Repeat the listing in full. Nothing may be added or left out.

Segment Start: Information given

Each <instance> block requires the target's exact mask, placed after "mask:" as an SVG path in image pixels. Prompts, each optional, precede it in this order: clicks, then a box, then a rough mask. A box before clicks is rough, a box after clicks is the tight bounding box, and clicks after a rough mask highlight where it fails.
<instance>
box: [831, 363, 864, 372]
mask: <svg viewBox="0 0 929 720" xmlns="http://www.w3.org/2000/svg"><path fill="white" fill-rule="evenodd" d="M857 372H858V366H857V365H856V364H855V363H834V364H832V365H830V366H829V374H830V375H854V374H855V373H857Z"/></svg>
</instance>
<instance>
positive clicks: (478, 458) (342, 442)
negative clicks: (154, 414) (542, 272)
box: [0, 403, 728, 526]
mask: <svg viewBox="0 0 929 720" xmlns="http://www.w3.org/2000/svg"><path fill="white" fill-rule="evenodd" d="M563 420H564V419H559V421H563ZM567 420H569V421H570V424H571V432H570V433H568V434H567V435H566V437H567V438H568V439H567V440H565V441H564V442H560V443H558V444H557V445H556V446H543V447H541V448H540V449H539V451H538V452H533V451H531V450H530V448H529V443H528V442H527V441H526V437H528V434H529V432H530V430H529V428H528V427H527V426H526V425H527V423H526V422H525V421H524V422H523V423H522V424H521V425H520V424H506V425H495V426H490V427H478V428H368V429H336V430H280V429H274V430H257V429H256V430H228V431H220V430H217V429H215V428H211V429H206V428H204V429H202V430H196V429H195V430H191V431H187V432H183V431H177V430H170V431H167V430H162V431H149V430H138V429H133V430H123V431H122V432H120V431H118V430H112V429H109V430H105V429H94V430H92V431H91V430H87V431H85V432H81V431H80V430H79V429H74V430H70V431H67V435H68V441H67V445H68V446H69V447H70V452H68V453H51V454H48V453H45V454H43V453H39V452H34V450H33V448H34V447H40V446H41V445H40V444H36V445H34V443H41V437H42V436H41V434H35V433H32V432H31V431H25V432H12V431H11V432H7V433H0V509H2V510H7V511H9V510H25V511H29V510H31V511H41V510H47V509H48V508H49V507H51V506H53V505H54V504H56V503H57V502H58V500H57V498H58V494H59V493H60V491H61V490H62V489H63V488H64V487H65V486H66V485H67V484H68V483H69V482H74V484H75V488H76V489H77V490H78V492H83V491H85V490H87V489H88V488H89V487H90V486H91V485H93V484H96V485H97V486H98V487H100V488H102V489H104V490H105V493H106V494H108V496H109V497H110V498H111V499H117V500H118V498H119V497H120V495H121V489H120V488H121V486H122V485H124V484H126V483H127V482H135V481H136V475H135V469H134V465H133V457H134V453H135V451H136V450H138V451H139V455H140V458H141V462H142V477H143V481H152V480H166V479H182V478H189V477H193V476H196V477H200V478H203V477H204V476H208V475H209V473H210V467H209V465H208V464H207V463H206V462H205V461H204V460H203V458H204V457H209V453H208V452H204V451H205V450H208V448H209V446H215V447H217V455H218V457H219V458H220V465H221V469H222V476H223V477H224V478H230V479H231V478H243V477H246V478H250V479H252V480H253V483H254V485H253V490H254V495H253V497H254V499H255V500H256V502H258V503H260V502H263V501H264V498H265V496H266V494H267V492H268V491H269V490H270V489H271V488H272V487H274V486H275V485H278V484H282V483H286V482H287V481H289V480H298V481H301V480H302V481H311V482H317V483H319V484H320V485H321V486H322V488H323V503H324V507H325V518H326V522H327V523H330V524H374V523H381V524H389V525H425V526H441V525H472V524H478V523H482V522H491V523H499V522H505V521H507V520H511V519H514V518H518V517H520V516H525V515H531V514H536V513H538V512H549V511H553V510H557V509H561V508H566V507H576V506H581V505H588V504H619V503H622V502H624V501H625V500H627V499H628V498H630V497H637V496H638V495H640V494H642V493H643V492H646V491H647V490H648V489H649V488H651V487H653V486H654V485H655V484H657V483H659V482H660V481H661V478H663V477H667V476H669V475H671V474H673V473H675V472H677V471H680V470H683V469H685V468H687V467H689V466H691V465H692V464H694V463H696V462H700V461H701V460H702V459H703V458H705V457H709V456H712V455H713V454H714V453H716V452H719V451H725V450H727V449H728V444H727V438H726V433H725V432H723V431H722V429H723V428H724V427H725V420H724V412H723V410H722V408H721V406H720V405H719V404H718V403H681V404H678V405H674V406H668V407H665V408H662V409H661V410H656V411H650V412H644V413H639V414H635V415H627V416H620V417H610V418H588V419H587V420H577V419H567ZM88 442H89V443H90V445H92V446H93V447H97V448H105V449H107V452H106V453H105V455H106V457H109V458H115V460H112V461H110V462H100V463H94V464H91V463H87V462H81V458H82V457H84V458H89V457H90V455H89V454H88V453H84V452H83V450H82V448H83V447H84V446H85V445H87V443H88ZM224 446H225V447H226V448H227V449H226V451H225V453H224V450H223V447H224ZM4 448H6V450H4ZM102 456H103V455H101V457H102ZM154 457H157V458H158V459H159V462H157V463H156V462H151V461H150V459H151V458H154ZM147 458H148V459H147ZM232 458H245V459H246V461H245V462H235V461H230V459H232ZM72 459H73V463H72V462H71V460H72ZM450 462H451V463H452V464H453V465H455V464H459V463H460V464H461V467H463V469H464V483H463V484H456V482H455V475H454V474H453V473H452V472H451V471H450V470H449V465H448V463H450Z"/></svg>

Segment End: Information given

The answer:
Each <instance> block requires the target's exact mask, placed after "mask:" as an SVG path in image pixels. Prompts, each optional, precede it in this order: clicks, then a box, then a rough mask. A box before clicks is rough, a box after clicks is the tight bounding box, and clicks after a rough mask highlight where it fails.
<instance>
box: [831, 363, 864, 372]
mask: <svg viewBox="0 0 929 720" xmlns="http://www.w3.org/2000/svg"><path fill="white" fill-rule="evenodd" d="M857 372H858V366H857V365H856V364H855V363H834V364H832V365H830V366H829V374H830V375H854V374H855V373H857Z"/></svg>
</instance>
<instance>
positive clicks: (478, 458) (342, 442)
negative clicks: (154, 414) (542, 272)
box: [0, 403, 728, 526]
mask: <svg viewBox="0 0 929 720" xmlns="http://www.w3.org/2000/svg"><path fill="white" fill-rule="evenodd" d="M563 420H564V419H559V421H563ZM567 420H569V421H570V424H571V432H570V433H568V434H567V435H566V437H567V438H568V439H567V440H565V441H564V442H560V443H558V444H557V445H556V446H543V447H541V448H540V449H539V451H538V452H533V451H531V450H530V448H529V443H528V442H527V441H526V437H528V434H529V432H530V430H529V428H528V427H527V426H526V425H527V423H526V422H525V421H524V422H523V423H522V424H521V425H520V424H506V425H495V426H490V427H478V428H368V429H336V430H280V429H274V430H257V429H256V430H228V431H220V430H217V429H215V428H211V429H206V428H204V429H202V430H196V429H195V430H191V431H187V432H183V431H177V430H170V431H167V430H162V431H149V430H138V429H133V430H123V431H122V432H120V431H118V430H112V429H109V430H105V429H94V430H92V431H91V430H87V431H85V432H81V431H80V430H79V429H74V430H70V431H67V435H68V441H67V445H68V446H69V447H70V452H68V453H51V454H48V453H45V454H43V453H39V452H34V450H33V448H34V447H40V446H41V445H40V444H36V445H34V443H41V437H42V436H41V434H35V433H32V432H31V431H25V432H12V431H11V432H7V433H0V509H2V510H7V511H9V510H25V511H29V510H31V511H41V510H47V509H48V508H49V507H51V506H53V505H54V504H56V503H57V502H58V500H57V498H58V494H59V493H60V491H61V490H62V489H63V488H64V487H65V486H66V485H67V484H68V483H69V482H74V484H75V488H76V489H77V490H78V492H83V491H85V490H87V489H88V488H89V487H90V486H91V485H93V484H96V485H97V486H98V487H100V488H102V489H104V490H105V493H106V494H108V496H109V497H110V498H111V499H117V500H118V498H119V497H120V495H121V489H120V488H121V486H122V485H124V484H126V483H127V482H135V481H136V475H135V469H134V465H133V457H134V453H135V451H136V450H138V451H139V455H140V458H141V462H142V477H143V481H152V480H166V479H182V478H189V477H193V476H196V477H200V478H203V477H204V476H208V475H209V473H210V467H209V465H208V464H207V463H206V462H205V461H204V460H203V458H204V457H209V453H208V452H204V451H205V450H208V448H209V446H215V447H217V455H218V457H219V458H220V465H221V469H222V476H223V477H224V478H230V479H231V478H243V477H246V478H250V479H252V480H253V483H254V485H253V490H254V495H253V497H254V499H255V500H256V502H258V503H260V502H263V501H264V498H265V496H266V494H267V492H268V491H269V490H270V489H271V488H272V487H274V486H275V485H278V484H282V483H286V482H287V481H289V480H298V481H301V480H302V481H311V482H317V483H319V484H320V485H321V486H322V488H323V503H324V507H325V518H326V522H327V523H330V524H374V523H381V524H389V525H425V526H441V525H472V524H478V523H482V522H491V523H499V522H505V521H507V520H511V519H514V518H518V517H520V516H525V515H531V514H536V513H538V512H549V511H553V510H557V509H561V508H566V507H576V506H581V505H588V504H619V503H622V502H624V501H625V500H627V499H628V498H630V497H637V496H638V495H640V494H642V493H643V492H646V491H647V490H648V489H649V488H651V487H653V486H654V485H655V484H657V483H659V482H660V481H661V478H663V477H667V476H669V475H671V474H673V473H675V472H677V471H680V470H683V469H685V468H687V467H689V466H691V465H692V464H694V463H696V462H700V461H701V460H702V459H703V458H705V457H709V456H712V455H713V454H714V453H716V452H719V451H725V450H727V449H728V444H727V438H726V433H725V432H723V431H722V429H723V428H724V427H725V420H724V412H723V410H722V408H721V406H720V405H719V404H718V403H681V404H678V405H674V406H668V407H665V408H662V409H661V410H656V411H650V412H644V413H639V414H635V415H627V416H620V417H610V418H588V419H587V420H577V419H567ZM88 442H89V443H90V445H92V446H93V447H97V448H105V449H107V452H106V453H105V455H106V457H109V458H115V460H112V461H110V462H100V463H94V464H91V463H87V462H81V458H82V457H84V458H89V457H90V455H89V454H88V453H84V452H83V450H82V448H83V447H84V446H85V445H87V443H88ZM224 446H225V447H226V448H227V449H226V451H225V453H224V450H223V447H224ZM4 448H6V450H4ZM102 456H103V455H101V457H102ZM154 457H157V458H158V459H159V462H157V463H156V462H151V461H150V459H151V458H154ZM147 458H148V459H147ZM232 458H245V459H246V461H245V462H235V461H230V459H232ZM72 459H73V463H72V462H71V460H72ZM450 462H451V463H452V464H453V465H455V464H459V463H460V464H461V467H463V469H464V483H463V484H456V482H455V475H454V474H453V473H452V472H451V471H450V470H449V465H448V463H450Z"/></svg>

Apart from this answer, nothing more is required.